§ Questions
1. Answer these about the text on intestinal and abdominal pain:
(a) Which source does the text cite for its information?
(b) Which two complications of a woman's reproductive organs does it name as causes of abdominal pain?
(c) What does it say about mild pain that covers a larger area of the abdomen?
2. Please explain, in one to three sentences, why the text on abdominal pain treats pain in a small area that keeps worsening as more worrying.
3. Write the next part of the text on abdominal pain, starting right after its final sentence.

Pain in the intestines can be caused by ulcers, food poisoning, appendicitis, Crohn's disease, indigestion or pelvic inflammatory disease, according to WebMD. Additional causes include gas, stomach virus, gastroesophageal reflux disease, constipation, kidney stones, lactose intolerance, urinary tract infection and food allergies.
Abdominal pain can also be caused by complications arising from a woman's reproductive organs, such as menstrual cramping and ovarian torsions, notes WebMD. The source, frequency and behavior of a patient's pain are helpful in determining if the cause is serious. For example, mild pain that covers a larger area of the abdomen is likely not cause for concern and may not require any form of treatment. Targeted pain that develops in a smaller area can signal organ inflammation such as appendicitis, especially if the pain continues to worsen over several hours, explains WebMD.

§ Input data
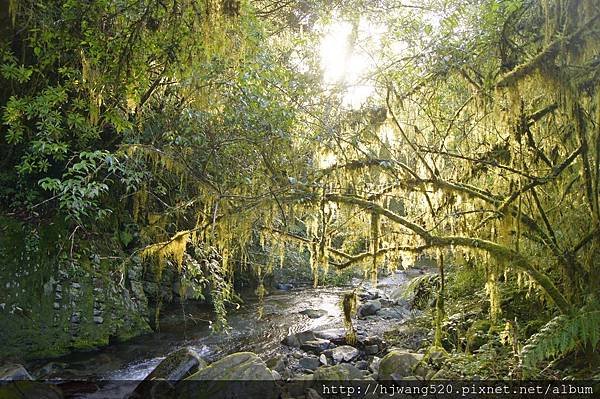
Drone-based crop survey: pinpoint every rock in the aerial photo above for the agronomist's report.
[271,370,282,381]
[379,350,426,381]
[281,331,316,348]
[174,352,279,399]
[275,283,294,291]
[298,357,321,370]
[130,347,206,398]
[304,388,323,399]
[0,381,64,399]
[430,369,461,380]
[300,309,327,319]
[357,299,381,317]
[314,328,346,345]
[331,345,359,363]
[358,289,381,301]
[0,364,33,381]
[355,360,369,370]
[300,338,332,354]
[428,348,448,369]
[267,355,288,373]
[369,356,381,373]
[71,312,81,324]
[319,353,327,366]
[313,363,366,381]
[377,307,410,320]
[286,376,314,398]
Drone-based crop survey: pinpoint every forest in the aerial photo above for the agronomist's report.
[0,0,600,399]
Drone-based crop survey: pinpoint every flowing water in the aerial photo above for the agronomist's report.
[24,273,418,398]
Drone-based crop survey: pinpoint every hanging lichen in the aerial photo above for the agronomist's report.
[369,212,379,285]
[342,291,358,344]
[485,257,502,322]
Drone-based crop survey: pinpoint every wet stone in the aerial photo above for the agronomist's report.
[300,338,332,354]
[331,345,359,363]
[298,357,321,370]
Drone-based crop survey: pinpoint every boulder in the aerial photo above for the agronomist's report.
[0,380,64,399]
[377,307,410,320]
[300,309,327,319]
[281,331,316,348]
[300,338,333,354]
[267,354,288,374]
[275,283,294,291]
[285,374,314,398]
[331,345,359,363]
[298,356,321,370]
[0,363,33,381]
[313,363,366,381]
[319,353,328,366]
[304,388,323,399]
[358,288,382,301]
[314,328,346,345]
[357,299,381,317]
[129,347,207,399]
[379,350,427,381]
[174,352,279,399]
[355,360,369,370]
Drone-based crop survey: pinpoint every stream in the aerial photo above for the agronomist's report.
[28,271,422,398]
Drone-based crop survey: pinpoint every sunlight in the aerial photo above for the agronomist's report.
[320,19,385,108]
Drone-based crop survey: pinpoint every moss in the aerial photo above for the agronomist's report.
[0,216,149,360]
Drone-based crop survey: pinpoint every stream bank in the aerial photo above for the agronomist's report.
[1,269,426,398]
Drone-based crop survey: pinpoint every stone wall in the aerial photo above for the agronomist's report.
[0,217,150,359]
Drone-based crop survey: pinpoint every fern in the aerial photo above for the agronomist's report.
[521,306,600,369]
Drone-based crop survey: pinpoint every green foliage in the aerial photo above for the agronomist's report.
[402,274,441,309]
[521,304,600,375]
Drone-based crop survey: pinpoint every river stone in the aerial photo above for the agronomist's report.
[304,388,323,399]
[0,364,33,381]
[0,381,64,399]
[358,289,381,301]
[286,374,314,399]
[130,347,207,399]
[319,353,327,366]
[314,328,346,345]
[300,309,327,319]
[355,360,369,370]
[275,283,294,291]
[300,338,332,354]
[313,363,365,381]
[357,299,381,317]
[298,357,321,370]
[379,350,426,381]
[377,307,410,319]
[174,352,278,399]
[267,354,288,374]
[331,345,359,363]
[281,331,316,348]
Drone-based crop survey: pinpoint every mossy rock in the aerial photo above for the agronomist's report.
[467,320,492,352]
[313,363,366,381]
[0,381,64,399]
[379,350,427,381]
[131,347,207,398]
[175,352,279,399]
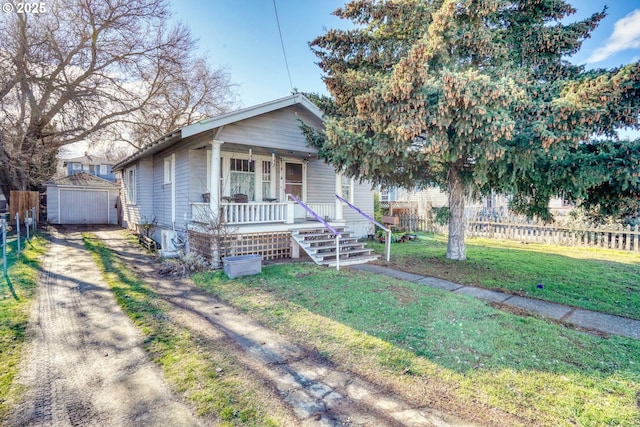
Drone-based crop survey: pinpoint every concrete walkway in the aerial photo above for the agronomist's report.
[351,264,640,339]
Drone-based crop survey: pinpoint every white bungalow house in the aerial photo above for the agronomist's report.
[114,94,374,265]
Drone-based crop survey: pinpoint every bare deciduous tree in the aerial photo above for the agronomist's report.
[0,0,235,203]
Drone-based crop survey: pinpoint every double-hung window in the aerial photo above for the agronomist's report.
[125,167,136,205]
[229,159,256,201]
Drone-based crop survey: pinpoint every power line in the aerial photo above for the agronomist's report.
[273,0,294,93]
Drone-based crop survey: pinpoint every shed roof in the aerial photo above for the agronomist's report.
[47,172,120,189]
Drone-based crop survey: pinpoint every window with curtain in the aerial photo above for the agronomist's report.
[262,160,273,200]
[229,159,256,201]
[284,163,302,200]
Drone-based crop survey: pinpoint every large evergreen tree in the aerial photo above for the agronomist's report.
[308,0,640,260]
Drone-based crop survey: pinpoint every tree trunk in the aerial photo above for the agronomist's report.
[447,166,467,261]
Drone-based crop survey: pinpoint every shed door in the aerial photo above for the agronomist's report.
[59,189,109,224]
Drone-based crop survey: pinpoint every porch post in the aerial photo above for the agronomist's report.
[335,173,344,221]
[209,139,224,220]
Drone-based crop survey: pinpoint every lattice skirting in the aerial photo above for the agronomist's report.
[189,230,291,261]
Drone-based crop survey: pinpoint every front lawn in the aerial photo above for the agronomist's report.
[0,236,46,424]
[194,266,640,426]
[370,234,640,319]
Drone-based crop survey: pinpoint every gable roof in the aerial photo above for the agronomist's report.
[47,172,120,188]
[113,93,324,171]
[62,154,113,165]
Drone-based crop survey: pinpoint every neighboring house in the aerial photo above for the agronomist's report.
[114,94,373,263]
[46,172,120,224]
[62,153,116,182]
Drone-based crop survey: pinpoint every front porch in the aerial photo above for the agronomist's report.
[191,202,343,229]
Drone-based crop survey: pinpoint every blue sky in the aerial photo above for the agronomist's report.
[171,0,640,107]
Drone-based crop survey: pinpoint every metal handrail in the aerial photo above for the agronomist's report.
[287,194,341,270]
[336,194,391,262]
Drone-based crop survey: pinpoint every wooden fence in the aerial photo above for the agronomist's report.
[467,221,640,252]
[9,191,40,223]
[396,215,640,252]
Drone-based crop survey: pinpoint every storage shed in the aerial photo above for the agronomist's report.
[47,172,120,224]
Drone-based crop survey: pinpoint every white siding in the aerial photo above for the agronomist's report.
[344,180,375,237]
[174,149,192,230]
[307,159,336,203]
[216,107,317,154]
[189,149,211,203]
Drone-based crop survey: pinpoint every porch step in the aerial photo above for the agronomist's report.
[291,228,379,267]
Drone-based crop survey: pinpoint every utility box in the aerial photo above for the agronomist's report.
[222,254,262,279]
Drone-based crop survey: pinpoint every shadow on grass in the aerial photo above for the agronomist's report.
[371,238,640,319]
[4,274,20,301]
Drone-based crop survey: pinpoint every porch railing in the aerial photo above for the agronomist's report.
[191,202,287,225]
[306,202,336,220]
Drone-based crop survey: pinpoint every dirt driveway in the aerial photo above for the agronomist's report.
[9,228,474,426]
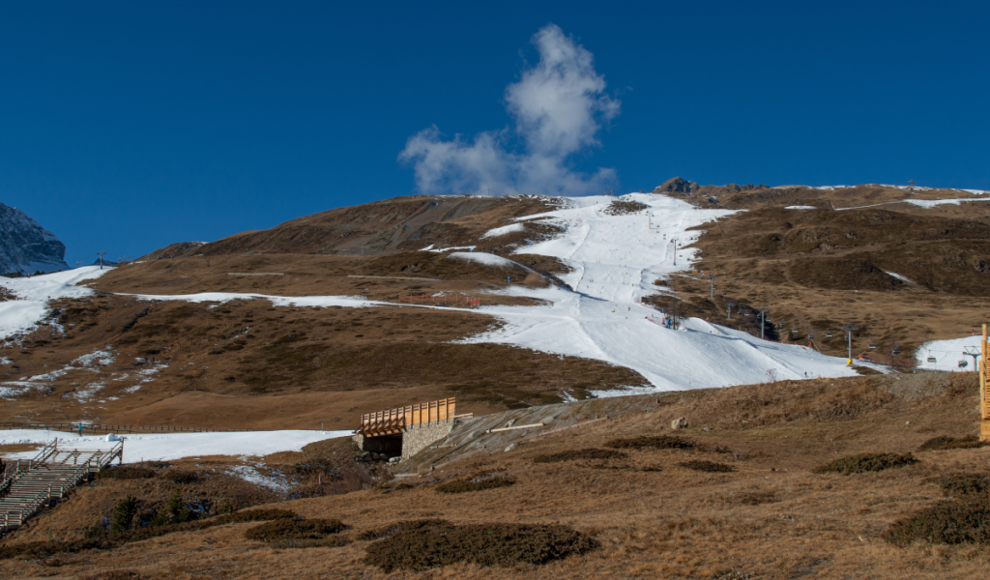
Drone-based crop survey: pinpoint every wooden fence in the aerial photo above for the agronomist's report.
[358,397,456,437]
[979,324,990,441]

§ Responses to the tasks
1.
(a) WebMD.
(b) Menstrual cramping and ovarian torsions.
(c) It is likely not cause for concern and may not require any form of treatment.

2. Targeted pain that develops in a smaller area can signal organ inflammation, such as appendicitis. The text says this is especially likely when the pain continues to worsen over several hours.

3.
It is important for patients to seek the professional opinion of a doctor to diagnose and treat abdominal or intestinal pain. Doctors are able to analyze several accompanying symptoms to arrive at an effective identification of a patient's problem, according to WebMD. Questions are likely to address the patient's specific pain profile, medical history, current medication dosage and daily lifestyle habits. Depending on the patient's answers to these questions, a doctor may order additional testing to further identify possible causes. These test can include a computer tomography scan, blood tests, endoscopy, stool tests, enemas, ultrasounds, X-rays or urine tests.